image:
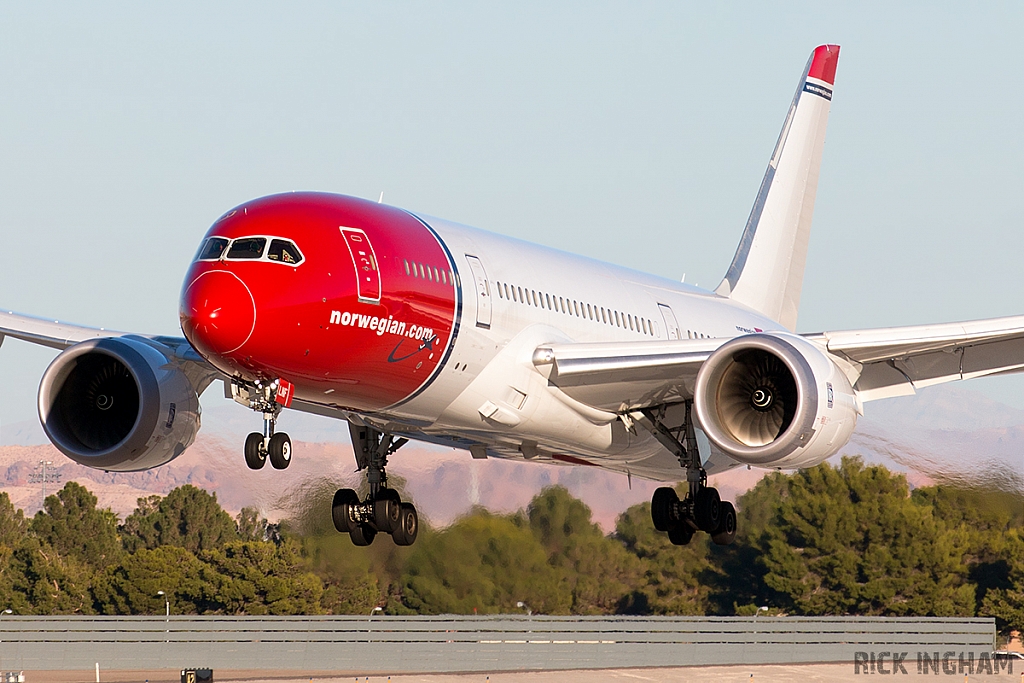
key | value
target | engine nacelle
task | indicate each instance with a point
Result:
(774, 399)
(118, 403)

--*--

Arrange every line of the listing above as a JSON list of strings, with one string per line and no blank lines, and leave the pictures out.

[
  "image:",
  "key | value",
  "target | engine nacelle",
  "task | indicate each instance with a point",
  "Result:",
  "(774, 399)",
  "(118, 403)"
]